Quoted passage:
►
Madison Valley will lose Thierry Rautureau’s much-loved Rover’s this spring. “The Chef in the Hat!!!” is closing what we might call “The Restaurant-in-a-House” after 20 years. (The property, not the restaurant business, is available for lease.) 

Rover’s has actually been in existence for 30 years, launched by The Bush School’s headmaster Les Larsen as an after-hours hobby, then sold to a restaurateur from Los Angeles; Rautureau bought it in 1992. 

Rautureau will continue to operate Luc, at the corner of Martin Luther King Jr. Way East and East Madison Street, a popular French-style café, but the days of elegant dining and foie gras will come to an end. 

“I’m a ‘Curious George’ kind of guy,” Rautureau told me. “There are some exciting projects in the works.”

In the meantime, at the end of Madison Street in Madison Park, Bing’s has reinvented itself, with a more ambitious menu, microbrews and longer happy hour. 

And while we’re in the neighborhood, let’s look in to the new Madison Kitchen and say hello to the owner, Jim Goodall.

 

Around town

MOHAI opened at the end of December in the old Naval Reserve building at the south end of Lake Union; it’s got a new lunch spot called Compass Café.

Downtown’s Fox Sports Bar has changed to Edge Grill. It’s the same owners; they just dropped the “Fox” name. 

In Belltown, the Juju Lounge (and the Alley Burger cart in the back) are shuttered. Marcus Charles will concentrate on his other restaurants around town, like Local 360. “Change is good,” he says.

If you’re looking for Michael Don Rico at Branzino, he’s g-gone, dismissed and looking for projects on Capitol Hill.
◄
Problems to work on:
a: Reproduce everything in the restaurant news column from "MOHAI opened at" down to "on Capitol Hill.".
b: Answer these questions using the restaurant news column:
(i) In what year did Rautureau buy Rover's?
(ii) What is the name of the new lunch spot at MOHAI?
(iii) What is Downtown's Fox Sports Bar now called?

Provided information:
►
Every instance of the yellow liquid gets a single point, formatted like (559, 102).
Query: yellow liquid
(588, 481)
◄
►
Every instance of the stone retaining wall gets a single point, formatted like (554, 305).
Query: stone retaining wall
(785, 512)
◄
Expected outputs:
a:
MOHAI opened at the end of December in the old Naval Reserve building at the south end of Lake Union; it’s got a new lunch spot called Compass Café.

Downtown’s Fox Sports Bar has changed to Edge Grill. It’s the same owners; they just dropped the “Fox” name. 

In Belltown, the Juju Lounge (and the Alley Burger cart in the back) are shuttered. Marcus Charles will concentrate on his other restaurants around town, like Local 360. “Change is good,” he says.

If you’re looking for Michael Don Rico at Branzino, he’s g-gone, dismissed and looking for projects on Capitol Hill.

b:
(i) 1992
(ii) Compass Café
(iii) Edge Grill